Referring expression pointing data:
##########
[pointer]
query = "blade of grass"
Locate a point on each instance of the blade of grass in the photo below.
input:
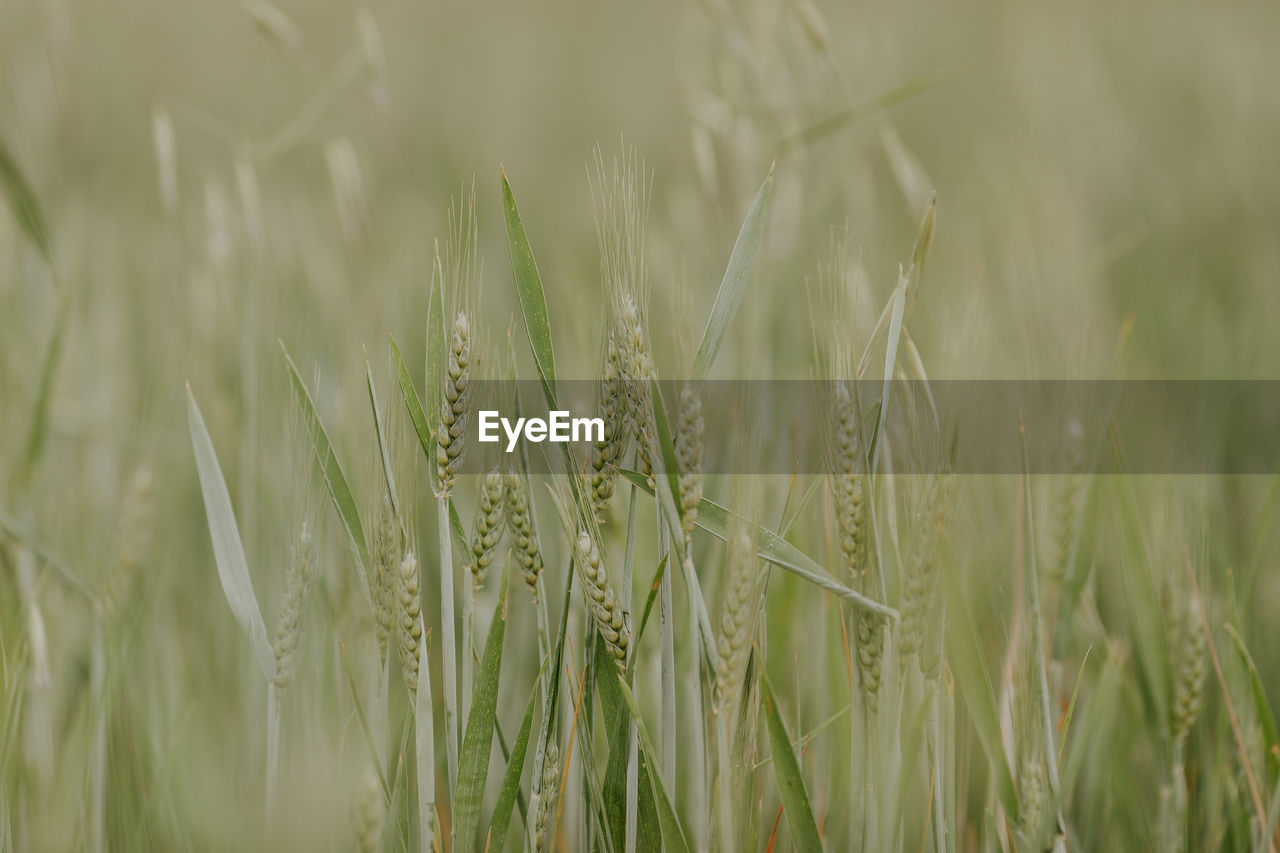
(412, 404)
(1266, 716)
(364, 723)
(511, 780)
(790, 780)
(856, 113)
(529, 288)
(39, 429)
(478, 738)
(974, 679)
(424, 747)
(773, 548)
(732, 287)
(648, 605)
(383, 452)
(228, 551)
(23, 203)
(672, 833)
##########
*TASK REQUIREMENTS*. Repeat the data exactly. Pictures should not appear.

*EXERCISE SOLUTION*.
[pointer]
query = "blade of grass"
Locate a point on each instance of the blade of grass in the photo below.
input:
(412, 404)
(1266, 716)
(364, 723)
(511, 780)
(790, 780)
(856, 113)
(529, 288)
(39, 429)
(478, 738)
(974, 679)
(424, 747)
(773, 548)
(732, 287)
(648, 605)
(383, 452)
(228, 551)
(23, 203)
(672, 833)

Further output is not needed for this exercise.